#### [Stored records]
....................
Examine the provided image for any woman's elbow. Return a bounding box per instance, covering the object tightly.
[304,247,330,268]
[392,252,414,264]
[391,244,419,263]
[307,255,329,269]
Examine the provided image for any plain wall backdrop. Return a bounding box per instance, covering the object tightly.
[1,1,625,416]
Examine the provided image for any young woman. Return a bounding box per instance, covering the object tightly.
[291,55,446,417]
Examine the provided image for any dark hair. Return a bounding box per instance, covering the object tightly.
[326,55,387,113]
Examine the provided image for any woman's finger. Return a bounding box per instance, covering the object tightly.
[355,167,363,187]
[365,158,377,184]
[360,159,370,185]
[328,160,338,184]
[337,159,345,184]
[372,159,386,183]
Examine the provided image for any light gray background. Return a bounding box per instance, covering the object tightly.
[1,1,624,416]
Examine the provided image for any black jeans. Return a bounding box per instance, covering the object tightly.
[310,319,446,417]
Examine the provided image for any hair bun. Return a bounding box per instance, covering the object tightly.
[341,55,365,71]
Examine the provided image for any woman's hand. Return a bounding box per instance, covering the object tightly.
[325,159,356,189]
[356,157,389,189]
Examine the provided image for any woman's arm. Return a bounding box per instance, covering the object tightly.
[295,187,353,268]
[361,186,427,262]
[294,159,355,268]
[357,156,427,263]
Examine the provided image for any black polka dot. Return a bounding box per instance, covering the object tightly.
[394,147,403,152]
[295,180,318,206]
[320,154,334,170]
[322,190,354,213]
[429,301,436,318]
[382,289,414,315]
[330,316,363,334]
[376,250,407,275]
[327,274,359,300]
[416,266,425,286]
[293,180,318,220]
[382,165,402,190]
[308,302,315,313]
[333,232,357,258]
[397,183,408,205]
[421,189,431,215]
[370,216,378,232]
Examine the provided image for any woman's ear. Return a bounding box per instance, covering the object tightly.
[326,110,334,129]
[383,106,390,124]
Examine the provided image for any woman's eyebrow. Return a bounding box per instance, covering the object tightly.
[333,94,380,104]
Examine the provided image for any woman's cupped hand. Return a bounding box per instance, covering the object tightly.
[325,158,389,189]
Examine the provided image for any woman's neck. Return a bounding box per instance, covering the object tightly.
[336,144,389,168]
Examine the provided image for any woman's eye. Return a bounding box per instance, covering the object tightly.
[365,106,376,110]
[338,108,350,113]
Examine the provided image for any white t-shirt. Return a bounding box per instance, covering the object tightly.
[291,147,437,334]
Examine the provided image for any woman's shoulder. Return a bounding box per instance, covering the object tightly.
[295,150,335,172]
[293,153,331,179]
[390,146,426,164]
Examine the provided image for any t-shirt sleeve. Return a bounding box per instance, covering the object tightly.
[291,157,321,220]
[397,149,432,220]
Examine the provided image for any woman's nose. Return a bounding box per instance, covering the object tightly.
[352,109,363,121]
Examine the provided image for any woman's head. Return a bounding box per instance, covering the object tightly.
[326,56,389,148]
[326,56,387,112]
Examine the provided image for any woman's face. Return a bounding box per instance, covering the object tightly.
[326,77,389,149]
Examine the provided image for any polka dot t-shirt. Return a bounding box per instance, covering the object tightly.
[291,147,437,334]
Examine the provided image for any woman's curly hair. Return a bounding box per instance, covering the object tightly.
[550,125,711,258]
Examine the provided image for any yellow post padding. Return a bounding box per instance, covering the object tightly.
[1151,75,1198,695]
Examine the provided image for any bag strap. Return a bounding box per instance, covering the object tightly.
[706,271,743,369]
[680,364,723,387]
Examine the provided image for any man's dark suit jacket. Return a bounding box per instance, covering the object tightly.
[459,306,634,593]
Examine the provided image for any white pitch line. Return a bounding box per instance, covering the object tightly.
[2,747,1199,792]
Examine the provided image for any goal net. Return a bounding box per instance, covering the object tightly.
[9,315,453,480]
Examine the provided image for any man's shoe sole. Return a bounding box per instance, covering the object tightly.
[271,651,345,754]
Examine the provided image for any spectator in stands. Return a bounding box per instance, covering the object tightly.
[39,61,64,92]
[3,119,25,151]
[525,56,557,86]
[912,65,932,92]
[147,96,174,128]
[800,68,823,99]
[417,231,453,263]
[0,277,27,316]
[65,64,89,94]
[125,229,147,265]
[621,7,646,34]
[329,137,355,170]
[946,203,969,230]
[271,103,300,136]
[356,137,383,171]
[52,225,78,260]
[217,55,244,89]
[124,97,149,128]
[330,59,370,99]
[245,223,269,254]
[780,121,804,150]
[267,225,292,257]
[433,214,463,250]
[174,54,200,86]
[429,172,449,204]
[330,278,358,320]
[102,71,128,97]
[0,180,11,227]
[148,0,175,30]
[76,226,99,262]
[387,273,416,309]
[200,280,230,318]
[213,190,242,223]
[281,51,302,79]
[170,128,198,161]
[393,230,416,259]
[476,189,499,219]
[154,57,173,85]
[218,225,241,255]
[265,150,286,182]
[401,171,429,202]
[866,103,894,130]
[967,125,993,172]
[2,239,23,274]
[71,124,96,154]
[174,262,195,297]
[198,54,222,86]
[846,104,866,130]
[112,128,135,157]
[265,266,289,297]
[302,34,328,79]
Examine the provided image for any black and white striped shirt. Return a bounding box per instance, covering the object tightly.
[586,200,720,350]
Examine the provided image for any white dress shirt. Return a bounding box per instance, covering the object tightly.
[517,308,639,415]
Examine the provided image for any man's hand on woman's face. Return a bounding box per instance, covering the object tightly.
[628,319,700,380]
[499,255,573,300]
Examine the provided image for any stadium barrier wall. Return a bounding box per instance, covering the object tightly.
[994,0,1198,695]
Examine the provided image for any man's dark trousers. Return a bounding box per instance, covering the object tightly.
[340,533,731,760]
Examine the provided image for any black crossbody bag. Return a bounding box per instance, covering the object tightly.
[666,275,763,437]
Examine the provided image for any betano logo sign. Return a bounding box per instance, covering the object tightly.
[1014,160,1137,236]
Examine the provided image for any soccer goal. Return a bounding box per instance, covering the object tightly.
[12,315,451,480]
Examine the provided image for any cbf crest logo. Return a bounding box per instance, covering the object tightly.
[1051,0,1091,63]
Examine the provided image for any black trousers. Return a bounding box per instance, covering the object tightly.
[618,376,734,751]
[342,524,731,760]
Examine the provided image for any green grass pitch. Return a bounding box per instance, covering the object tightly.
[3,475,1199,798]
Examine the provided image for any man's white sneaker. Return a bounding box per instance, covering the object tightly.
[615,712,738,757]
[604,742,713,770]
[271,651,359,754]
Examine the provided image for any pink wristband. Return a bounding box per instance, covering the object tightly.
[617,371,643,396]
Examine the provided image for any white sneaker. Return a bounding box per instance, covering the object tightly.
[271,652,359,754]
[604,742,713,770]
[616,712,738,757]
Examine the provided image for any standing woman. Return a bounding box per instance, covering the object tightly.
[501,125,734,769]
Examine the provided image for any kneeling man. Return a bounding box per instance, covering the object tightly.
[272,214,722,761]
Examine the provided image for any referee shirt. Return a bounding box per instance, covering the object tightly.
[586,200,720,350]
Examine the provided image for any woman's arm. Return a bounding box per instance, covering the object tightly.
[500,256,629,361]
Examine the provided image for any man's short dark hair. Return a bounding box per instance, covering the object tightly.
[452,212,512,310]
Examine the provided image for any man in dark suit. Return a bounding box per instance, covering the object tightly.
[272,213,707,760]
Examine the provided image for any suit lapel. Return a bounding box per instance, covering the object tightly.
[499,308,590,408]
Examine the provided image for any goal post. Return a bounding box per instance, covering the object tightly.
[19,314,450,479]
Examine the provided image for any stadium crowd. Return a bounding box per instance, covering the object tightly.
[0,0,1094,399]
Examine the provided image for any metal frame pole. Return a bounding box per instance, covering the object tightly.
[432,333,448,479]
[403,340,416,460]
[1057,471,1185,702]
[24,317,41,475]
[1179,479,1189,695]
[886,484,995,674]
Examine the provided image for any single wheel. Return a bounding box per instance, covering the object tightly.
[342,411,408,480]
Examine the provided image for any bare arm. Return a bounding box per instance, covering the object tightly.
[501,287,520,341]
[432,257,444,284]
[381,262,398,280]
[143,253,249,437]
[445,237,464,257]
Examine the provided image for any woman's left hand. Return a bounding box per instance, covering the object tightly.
....................
#### [WORK INSTRUCTION]
Reproduce exactly what appears from the line containing "Examine the provided image for any bare" down to the final line of the data.

#### [RESULT OF THE EXERCISE]
Examine the provided image for any bare arm. Return a bounding box per instance, covering the object tightly.
[501,287,520,341]
[432,257,444,284]
[381,262,398,280]
[143,253,249,437]
[445,237,464,257]
Examine the provided image for any woman's left hand. Return a bounding box per instance, covering the object tightly.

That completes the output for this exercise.